Lebih lanjut Dumarcay merinci bahwa candi Borobudur dibangun daam 5 tahap dengan perkiraan sebagai berikut :
• Tahap I ± tahun 775 M
• Tahap II ± tahun 790 M (bersamaan dengan Kalasan II, Lumbung I, Sojiwan I)
• Tahap III ± tahun 810 M (bersamaan dengan Kalasan III, Sewa III, Lumbung III dan Sojiwan II).
• Tahap IV ± tahun 835 M (bersamaan dengan Gedong Songo grup I, Sambi Sari, Badut I, Kuning, Banon, sari dan Plaosan)
Setelah selesai dibangun, selama seratus lima puluh tahun, Borobudur merupakan pusat ziarah megah bagi penganut Budha. Tetapi dengan runtuhnya kerajaan Mataram sekitar tahun 930 M, pusat kekuasaan dan kebudayaan pindah ke Jawa Timur dan Borobudur hilang terlupakan karena gempa dan letusan gunung Merapi itu melesak mempercepat keruntuhannya. Sedangkan semak elukar tropis tumbuh menutupi Borobudur dan pada abad-abad selanjutnya lenyap ditelan sejarah (Yasir Marjuki dan Toeti Herati, 1989).

D. Penemuan Kembali
Pada abad ke 18 Borobudur pernah disebut dalam salah satu kronik Jawa, Babad Tanah Jawa. Hal ini merupakan petunjuk bahwa bangunan candi itu tidak lenyap dan hancur seluruhnya.
Tetapi baru pada masa pemerintahan Inggris yang singkat ( 1811-1816 ) dibawah Sir Thomas Stamford Raffles pada tahun 1814, candi Borobudur dibangkitkan dari tidurnya. Tahun 1915 ditugaskanlah H.C. Cornelius seorang perwira zeni agar mengadakan penyelidikan.
Tahun 1885 J.W.Ijzerman mengadakan penyelidikan dan mendapatkan bahwa dibelakang batur kaki candi ada lagi kaki candi lain yang ternyata dihias dengan dengan pahatan-pahatan relief, kaki J.W.Ijzerman termasuk dengan desas-desas relief misterius yang menggambarkan teks Krama Wibangga

E. Penyelamatan Candi Borobudur
1. Pemugaran Pertama ( VAN ERP tahun 1907-1911 )

## Bagian Data

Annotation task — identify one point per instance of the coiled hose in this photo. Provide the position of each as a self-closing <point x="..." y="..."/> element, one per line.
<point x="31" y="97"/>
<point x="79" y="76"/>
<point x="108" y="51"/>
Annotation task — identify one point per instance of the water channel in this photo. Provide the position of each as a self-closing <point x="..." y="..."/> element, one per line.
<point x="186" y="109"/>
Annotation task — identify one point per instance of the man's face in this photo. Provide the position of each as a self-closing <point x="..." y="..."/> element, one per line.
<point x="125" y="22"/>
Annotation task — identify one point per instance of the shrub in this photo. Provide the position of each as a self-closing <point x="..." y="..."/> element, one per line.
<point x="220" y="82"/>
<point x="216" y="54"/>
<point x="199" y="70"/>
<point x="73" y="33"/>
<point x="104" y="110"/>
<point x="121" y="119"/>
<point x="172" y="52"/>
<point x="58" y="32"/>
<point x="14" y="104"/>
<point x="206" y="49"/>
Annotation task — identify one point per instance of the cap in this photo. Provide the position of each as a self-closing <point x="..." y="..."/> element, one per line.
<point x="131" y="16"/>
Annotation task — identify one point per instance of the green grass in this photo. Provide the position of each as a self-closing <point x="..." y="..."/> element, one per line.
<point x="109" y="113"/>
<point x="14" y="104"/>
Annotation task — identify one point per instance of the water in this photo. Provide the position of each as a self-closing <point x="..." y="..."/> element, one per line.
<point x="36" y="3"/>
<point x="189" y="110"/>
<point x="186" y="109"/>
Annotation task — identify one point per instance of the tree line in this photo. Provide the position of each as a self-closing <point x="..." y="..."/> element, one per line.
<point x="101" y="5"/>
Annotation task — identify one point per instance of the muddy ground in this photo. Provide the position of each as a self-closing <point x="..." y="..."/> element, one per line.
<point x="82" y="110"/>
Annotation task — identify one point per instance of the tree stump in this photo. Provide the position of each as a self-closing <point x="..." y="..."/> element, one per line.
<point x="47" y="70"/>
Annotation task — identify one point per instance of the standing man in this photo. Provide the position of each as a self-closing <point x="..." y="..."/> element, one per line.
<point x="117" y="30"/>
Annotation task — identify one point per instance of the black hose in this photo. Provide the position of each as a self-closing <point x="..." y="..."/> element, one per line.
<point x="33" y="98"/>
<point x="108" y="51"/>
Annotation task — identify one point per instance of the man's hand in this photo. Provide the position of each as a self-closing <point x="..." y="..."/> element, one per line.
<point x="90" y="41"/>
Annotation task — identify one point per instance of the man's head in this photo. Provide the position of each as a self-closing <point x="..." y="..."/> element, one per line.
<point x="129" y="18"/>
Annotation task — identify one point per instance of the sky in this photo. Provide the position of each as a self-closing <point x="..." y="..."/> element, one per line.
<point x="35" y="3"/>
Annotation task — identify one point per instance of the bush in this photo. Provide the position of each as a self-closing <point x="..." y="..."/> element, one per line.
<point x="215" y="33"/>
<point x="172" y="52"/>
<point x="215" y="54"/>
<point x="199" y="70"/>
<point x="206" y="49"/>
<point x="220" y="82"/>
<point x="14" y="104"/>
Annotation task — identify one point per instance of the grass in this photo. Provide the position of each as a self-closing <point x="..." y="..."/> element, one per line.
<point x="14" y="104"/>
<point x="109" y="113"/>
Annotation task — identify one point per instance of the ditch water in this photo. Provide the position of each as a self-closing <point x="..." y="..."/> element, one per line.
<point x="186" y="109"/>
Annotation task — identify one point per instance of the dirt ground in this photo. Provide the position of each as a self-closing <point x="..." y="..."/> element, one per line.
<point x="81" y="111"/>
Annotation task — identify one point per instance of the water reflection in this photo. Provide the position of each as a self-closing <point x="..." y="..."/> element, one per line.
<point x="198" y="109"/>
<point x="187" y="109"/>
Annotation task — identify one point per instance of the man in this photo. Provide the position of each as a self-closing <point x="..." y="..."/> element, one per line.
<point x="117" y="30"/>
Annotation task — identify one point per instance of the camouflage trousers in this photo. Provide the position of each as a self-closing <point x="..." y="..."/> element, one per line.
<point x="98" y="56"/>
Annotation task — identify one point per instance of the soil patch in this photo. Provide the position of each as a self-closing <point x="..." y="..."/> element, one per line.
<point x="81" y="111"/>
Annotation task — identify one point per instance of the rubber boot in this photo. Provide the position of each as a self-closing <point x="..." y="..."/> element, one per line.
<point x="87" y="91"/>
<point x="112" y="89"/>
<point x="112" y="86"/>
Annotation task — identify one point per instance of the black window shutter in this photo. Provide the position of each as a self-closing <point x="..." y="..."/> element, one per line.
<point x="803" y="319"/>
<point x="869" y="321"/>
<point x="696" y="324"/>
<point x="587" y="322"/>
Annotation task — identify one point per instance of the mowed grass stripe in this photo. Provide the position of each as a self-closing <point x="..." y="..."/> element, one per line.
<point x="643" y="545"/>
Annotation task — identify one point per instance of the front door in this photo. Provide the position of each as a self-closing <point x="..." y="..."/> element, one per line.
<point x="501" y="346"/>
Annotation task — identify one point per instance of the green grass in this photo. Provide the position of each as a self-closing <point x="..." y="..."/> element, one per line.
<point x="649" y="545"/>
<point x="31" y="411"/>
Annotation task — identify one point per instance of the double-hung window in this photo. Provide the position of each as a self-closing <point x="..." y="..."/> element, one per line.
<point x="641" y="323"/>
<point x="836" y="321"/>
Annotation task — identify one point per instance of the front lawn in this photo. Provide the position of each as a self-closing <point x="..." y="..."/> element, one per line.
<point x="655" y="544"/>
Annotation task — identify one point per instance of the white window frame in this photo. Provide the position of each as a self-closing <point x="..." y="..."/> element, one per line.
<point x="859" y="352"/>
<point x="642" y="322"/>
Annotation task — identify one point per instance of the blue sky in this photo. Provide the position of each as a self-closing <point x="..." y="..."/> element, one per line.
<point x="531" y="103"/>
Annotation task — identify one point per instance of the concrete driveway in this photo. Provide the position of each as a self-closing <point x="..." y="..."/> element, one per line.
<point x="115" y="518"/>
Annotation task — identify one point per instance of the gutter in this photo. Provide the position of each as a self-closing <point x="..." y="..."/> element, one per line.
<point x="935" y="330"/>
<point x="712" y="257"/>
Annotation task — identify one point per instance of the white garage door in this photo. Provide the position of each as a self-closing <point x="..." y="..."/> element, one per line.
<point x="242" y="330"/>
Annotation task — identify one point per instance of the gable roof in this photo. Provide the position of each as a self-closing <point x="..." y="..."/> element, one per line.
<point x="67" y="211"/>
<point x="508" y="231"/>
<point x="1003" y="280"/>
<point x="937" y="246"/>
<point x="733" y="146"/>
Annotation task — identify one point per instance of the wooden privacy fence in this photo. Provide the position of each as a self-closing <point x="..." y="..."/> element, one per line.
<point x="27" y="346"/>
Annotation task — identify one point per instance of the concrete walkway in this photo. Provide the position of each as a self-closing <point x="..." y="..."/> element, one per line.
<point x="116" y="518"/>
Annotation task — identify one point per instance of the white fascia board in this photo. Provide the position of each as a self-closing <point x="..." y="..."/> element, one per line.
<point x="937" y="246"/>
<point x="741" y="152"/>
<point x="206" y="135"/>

## Tugas
Tolong jelaskan dalam satu sampai tiga kalimat, menurut kutipan tentang Borobudur, apa yang ditunjukkan oleh penyebutan Borobudur dalam Babad Tanah Jawa pada abad ke-18. Catatan-catatan di atas tidak diperlukan.

## Hasil yang Benar
Penyebutan Borobudur dalam kronik Jawa Babad Tanah Jawa pada abad ke-18 menjadi petunjuk bahwa bangunan candi itu tidak lenyap dan tidak hancur seluruhnya.